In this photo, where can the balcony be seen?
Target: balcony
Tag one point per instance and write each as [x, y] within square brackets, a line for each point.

+--

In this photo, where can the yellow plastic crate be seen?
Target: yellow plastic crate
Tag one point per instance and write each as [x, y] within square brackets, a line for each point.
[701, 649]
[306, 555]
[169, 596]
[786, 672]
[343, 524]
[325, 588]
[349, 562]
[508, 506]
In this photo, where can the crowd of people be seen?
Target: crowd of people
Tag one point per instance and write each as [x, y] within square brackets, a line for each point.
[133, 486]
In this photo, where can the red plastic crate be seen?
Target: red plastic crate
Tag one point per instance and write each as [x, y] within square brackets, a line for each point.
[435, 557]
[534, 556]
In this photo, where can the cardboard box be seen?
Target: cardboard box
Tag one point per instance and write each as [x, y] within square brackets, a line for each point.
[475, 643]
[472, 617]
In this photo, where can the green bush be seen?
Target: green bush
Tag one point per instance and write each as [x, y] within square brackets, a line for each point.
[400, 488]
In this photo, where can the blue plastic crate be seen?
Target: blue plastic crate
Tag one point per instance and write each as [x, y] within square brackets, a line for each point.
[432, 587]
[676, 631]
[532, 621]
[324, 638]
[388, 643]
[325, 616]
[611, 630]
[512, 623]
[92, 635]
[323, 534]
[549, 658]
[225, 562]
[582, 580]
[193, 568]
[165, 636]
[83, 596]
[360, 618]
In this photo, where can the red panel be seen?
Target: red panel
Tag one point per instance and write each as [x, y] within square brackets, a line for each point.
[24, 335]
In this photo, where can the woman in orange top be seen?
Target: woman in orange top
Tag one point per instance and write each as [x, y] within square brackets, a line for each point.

+--

#### [Aim of the exercise]
How many lines in the rows above contain the word "plastic"? Reply with the number only.

#### [Task output]
6